ARTICLE:
■ ■ ■

The time dependent heating is configured in a separate node. It includes the following parameters,

Parameter	Type	Description
partition	`float`	partition of heating between electrons and ions, between 0 and 1; 1 is pure electron heating, 0 pure ion heating
background	`float`	constant background heating (in ergs cm $^{-3}$ s $^{-1}$ )

The heating function is constructed by a list of discrete events and should be specified in the following way,

<events>
  <event magnitude="0.1" rise_start="0.0" rise_end="50.0" decay_start="50.0" decay_end="100.0"/>
  <event magnitude="0.05" rise_start="1000.0" rise_end="1250.0" decay_start="1350.0" decay_end="1450.0"/>
</events>

Here, we've configured two separate heating events. The first starts at 0 seconds, rises linearly to a maximum heating rate of 0.1 erg cm $^{-3}$ s $^{-1}$ in 50 seconds, and then immediately falls off with the event concluding at 100 seconds, i.e. a triangular heating profile. The second starts at 1000 seconds, rises to a maximum heating rate of 0.05 erg cm $^{-3}$ s $^{-1}$ in 250 seconds, is sustained at 0.05 for 100 seconds and then the event concludes at 1450 seconds.

■ ■ ■

RECORD EXTRACTS:
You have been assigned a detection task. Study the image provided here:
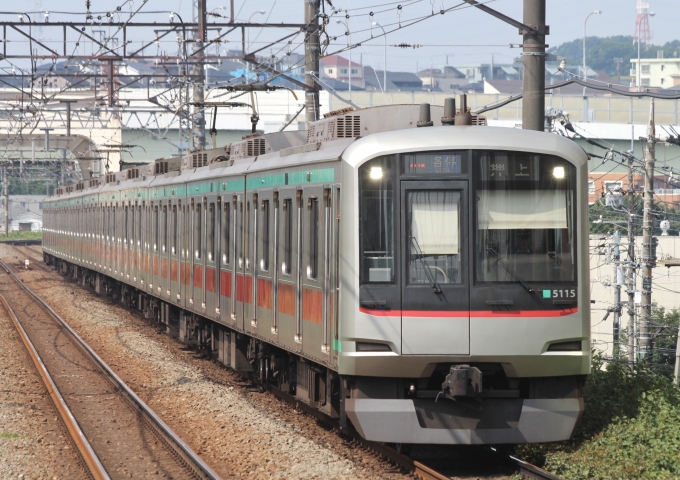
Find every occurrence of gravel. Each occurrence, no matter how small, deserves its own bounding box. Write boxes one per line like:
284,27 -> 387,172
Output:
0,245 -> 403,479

■ ■ ■

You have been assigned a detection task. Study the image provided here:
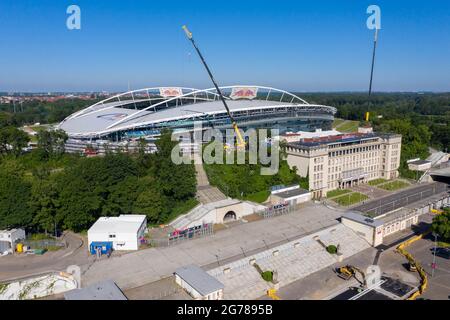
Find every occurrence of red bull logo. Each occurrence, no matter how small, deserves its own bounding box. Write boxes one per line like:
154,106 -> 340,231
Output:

■ ■ ■

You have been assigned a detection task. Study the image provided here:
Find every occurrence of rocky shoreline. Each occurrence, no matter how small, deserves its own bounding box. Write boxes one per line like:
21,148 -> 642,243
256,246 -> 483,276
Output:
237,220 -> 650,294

■ ■ ■

TASK INSTRUCTIONS:
[1] List every attribute given to each event element in the passage on time-dependent heating.
[2] Render this sentence from the passage on time-dependent heating into Spanish: "The time dependent heating is configured in a separate node."
[3] Write the next few sentences of the passage on time-dependent heating, picking up after its final sentence.

ANSWERS PROVIDED:
[1] magnitude, rise_start, rise_end, decay_start, decay_end

[2] El calentamiento dependiente del tiempo se configura en un nodo separado.

[3]
Using this format, it is easy to specify either symmetric or asymmetric events of many different shapes. For more examples, see the example configuration file or the included examples.

Differential Emission Measure

Optionally, ebtel++ can can also calculate the differential emission measure (DEM) in both the transition region and the corona. See sections 2.2 and 3 of Klimchuk et al. (2008) for the details of this calculation. To enable this calculation, set calculate_dem to True in the configuration file (as described above). Note that this will result in much longer computation times.

If calculate_dem is set to True, ebtel++ will read in the dem node from the configuration file which should be structured as follows,

<dem>
  <use_new_method>True</use_new_method>
  <temperature bins="451" log_min="4" log_max="8.5"/>
</dem>

If use_new_method is set to True (False), the transition region DEM is calculated using the method outlined in section 3 (the appendix) of Klimchuk et al. (2008). The temperature node configures the range and number of bins used when calculating the DEM. Here, for example, there are 450 bins of equal width between $10^4$ and $10^{8.5}$ K.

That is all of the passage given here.